* [目的 1]:
以下のアクティブリスニングに関する文章によれば、傾聴するときに取る3つの態度は何ですか。
* [目的 2]:
以下のアクティブリスニングに関する文章と次の各文が合っているかどうかを、はい・いいえで答え、判断の根拠となる語句を本文からそのまま引用してください。
(a) リモート会議では、対面より受容や共感を伝えにくい。
(b) リモート会議では、うなずきを控えめにするとよい。
(c) アクティブリスニングは人材育成に効果がある。
* [目的 3]:
以下のアクティブリスニングに関する文章の最後の文に続く部分を書いてください。

* [提示文]:
★ ★ ★ ★
リモート会議では、相手の表情がわかりづらかったり、うなずきなどのジェスチャーが伝わりにくかったりするため、対面よりも受容や共感を伝えるのが難しくなっています。
リモート会議で受容や共感をしっかり示すためには、次のような工夫をすると良いでしょう。
- 相づちを多めに入れる
- うなずきを大きくする
- 表情の変化をオーバーにする
まとめ
アクティブリスニングは、職場の風土改善や人間関係の向上、人材育成に効果がある「話の聴き方」です。
アクティブリスニングを実践するポイントは次の2点です
- 「無条件の肯定的配慮」「共感的理解」「自己一致」の3つの態度で傾聴する
- 「あなたの話を受け入れて、共感しています」といった姿勢を言葉や態度で相手に示す
3つの聞き手の態度は、意識していないと実践するのが難しいでしょう。
★ ★ ★ ★
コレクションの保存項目
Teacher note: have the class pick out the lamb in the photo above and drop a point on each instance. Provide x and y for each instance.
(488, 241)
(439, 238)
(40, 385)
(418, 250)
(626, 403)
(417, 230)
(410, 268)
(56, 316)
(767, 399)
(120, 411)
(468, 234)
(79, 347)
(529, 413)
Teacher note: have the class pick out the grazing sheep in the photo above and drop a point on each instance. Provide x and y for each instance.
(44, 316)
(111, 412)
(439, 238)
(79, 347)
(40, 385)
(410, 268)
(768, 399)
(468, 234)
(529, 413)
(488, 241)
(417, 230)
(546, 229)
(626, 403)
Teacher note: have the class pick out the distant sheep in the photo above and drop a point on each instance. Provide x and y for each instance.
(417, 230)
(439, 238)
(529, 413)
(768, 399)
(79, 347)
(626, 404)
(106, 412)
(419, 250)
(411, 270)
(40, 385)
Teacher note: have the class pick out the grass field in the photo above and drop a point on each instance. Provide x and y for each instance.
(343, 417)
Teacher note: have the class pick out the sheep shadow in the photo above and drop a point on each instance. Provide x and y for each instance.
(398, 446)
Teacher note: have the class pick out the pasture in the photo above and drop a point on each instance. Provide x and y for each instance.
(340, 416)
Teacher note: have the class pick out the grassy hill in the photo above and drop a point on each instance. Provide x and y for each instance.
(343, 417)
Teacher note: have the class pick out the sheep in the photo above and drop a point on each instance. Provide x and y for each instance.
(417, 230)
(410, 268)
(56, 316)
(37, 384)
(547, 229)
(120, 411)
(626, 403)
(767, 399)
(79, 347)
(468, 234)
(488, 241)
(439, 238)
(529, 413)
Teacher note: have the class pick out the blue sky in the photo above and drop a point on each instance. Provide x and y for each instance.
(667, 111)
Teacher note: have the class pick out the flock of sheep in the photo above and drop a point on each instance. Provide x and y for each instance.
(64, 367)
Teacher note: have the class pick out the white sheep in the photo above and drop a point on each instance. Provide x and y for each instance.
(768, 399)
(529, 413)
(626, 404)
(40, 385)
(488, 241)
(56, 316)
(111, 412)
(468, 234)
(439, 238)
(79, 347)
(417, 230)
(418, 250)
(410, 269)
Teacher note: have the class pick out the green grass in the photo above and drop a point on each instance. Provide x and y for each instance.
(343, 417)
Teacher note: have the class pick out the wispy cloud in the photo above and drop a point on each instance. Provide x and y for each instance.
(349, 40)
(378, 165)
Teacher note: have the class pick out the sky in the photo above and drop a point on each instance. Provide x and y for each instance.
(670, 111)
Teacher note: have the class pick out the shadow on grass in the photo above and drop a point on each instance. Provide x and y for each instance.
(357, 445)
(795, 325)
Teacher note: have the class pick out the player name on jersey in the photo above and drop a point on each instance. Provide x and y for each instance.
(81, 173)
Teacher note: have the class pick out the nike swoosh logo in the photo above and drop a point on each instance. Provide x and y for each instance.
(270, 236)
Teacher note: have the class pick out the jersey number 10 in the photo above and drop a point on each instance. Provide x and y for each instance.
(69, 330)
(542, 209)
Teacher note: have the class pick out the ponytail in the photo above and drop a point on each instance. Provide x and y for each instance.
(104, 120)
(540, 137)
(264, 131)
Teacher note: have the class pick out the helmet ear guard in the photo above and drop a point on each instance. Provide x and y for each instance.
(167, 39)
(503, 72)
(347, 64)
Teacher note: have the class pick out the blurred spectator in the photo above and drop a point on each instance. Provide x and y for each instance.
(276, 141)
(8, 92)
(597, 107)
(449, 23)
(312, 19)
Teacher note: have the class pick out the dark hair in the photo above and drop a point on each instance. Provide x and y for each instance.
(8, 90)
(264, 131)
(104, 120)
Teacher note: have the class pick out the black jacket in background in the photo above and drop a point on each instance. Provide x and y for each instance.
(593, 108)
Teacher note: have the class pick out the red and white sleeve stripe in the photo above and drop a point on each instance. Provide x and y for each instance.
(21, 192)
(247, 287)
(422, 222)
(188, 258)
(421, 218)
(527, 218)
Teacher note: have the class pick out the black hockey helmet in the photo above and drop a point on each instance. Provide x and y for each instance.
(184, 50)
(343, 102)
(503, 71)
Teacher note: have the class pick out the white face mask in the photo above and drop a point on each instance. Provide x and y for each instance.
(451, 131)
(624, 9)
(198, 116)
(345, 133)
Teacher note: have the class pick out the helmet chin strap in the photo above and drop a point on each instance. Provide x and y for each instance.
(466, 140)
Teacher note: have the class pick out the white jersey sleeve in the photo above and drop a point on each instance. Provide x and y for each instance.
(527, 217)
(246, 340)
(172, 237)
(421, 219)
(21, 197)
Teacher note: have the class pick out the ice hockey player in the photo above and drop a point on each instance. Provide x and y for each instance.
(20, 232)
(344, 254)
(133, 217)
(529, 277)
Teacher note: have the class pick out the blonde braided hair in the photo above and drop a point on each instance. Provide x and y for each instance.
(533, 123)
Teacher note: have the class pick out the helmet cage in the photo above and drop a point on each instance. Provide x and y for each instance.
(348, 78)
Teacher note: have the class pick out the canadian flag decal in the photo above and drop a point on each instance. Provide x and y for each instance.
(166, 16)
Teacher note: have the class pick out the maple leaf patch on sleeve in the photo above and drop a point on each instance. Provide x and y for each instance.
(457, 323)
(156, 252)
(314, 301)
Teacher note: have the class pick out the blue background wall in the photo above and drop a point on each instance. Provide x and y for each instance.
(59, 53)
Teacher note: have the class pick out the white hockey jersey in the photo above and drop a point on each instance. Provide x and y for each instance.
★ ★ ★ ★
* [解答 1]:
「無条件の肯定的配慮」「共感的理解」「自己一致」の3つです。

* [解答 2]:
(a) はい。「対面よりも受容や共感を伝えるのが難しくなっています」
(b) いいえ。「うなずきを大きくする」
(c) はい。『人材育成に効果がある「話の聴き方」です』

* [解答 3]:
ぜひ、手帳や付箋などにメモして常に意識できるようにしておきましょう。
話し手に受容と共感の意思を示すには、バーバル(言語)コミュニケーションとノンバーバル(非言語)コミュニケーションの両方のテクニックをフル活用するのが有効です。
アクティブリスニングは、日々実践することで上達します。
アクティブリスニングを習得して、人間関係が良好で人材が育つ明るい職場を実現しましょう。